DESCRIPTION OF THE TASK => Reproduce every item below word for word, omitting the pictures.
◇ ◇ ◇ ◇ ◇ ◇ ◇
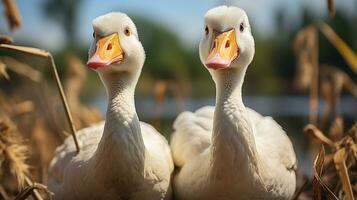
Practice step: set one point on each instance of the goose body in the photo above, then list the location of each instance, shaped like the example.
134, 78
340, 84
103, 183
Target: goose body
230, 151
121, 158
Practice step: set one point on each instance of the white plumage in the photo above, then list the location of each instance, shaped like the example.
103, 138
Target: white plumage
121, 158
230, 151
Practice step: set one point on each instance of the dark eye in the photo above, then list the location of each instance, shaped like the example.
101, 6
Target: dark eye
241, 27
206, 30
127, 32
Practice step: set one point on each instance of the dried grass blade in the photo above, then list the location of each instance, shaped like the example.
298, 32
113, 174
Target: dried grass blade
340, 164
347, 53
21, 68
31, 190
29, 50
12, 14
317, 183
4, 39
3, 71
43, 53
313, 130
331, 7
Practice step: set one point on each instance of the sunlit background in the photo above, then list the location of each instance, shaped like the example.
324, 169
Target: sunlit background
173, 79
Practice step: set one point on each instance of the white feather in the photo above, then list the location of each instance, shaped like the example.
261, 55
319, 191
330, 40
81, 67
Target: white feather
230, 151
121, 158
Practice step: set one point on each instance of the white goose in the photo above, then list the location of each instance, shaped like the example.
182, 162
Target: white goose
230, 151
121, 158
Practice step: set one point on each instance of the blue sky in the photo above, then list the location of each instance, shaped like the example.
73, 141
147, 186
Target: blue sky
183, 17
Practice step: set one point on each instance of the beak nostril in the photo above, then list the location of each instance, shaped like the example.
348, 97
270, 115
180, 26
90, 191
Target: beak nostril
228, 44
110, 46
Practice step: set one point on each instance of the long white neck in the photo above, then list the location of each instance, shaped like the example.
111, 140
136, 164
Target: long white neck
122, 143
232, 138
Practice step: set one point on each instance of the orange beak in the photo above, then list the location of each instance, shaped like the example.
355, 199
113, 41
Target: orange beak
107, 52
224, 50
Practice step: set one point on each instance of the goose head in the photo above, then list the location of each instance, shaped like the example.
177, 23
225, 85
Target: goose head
227, 42
115, 48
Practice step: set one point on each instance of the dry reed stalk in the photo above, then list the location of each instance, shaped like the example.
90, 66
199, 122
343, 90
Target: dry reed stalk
331, 7
3, 193
340, 162
4, 39
12, 14
306, 51
22, 107
3, 71
344, 156
347, 53
13, 151
317, 184
21, 68
32, 189
47, 55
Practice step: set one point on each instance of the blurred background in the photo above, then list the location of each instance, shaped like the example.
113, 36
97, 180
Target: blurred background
◇ ◇ ◇ ◇ ◇ ◇ ◇
RESPONSE FOR THIS EXERCISE =>
Practice step: set one point on each instance of the goose body in the photo above, then list the location of each instance, shaped like the example.
134, 78
340, 84
103, 183
Target: goose body
230, 151
121, 158
Practice step: set one point on each instance of the white plumage in the photo above, then list the location of each instance, shaped like the example.
103, 138
Target: white plumage
121, 158
230, 151
Practice step: set one point on each instance of the dark eye in the photo above, then list the location of each instance, shaped like the example.
101, 6
Target: dark eye
241, 27
206, 30
127, 32
Practice step: set one point on each instance of the dried grass blade in the photo above, then list the location of each instance, shaped like the example.
298, 32
113, 174
Target: dried grass blade
340, 164
347, 53
21, 68
31, 190
29, 50
12, 14
317, 183
4, 39
3, 71
43, 53
313, 130
331, 7
Practice step: set one point on each instance of the sunlit background in the photo above, then list the location of each instance, shaped like the example.
324, 169
Target: sunlit background
173, 79
Practice step: set one point on each instance of the white feather in the photo above, then list the location of each instance, shaped like the example.
261, 55
319, 191
330, 40
81, 67
Target: white feather
230, 151
121, 158
Practice step: set one point on each instance of the white goose in the photo above, then list the location of each instance, shaped like the example.
182, 162
Target: white goose
230, 151
121, 158
Practice step: set one point on each instance of the blue sky in the photo above, then list the location of each instance, shaped like the example.
73, 141
147, 186
Target: blue sky
183, 17
Practice step: set one point on each instance of the beak nostril in the photo above, then list the location of each instance, shaped like the example.
348, 97
270, 115
180, 26
90, 191
Target: beak nostril
228, 44
110, 46
Practice step: set one point on each instance of the long white neck in the photo above, then list the location of each instance, shaped like the example.
111, 140
136, 164
Target: long white neck
122, 143
232, 138
Practice step: set one point on each instance of the orange beak in the photo above, then list the location of each instance, shaped like the example.
355, 199
113, 41
Target: orange beak
107, 52
224, 50
Practice step: set one point on each instance of the goose head in the photo above, then list the location of each instance, shaped like the example.
177, 23
225, 85
Target: goose head
227, 42
115, 48
Practice step: set one point on each instance of the dry reed stalk in the photo above, then list the location of each instance, shaped like the example.
90, 66
199, 122
343, 90
Target: dry reed stalk
331, 7
3, 193
340, 162
4, 39
12, 14
306, 51
22, 107
3, 71
344, 156
347, 53
13, 151
317, 184
21, 68
32, 189
47, 55
Practice step: set one point on each instance of the blurred background in the photo above, then list the location of each instance, shaped like the example.
113, 36
97, 180
Target: blurred background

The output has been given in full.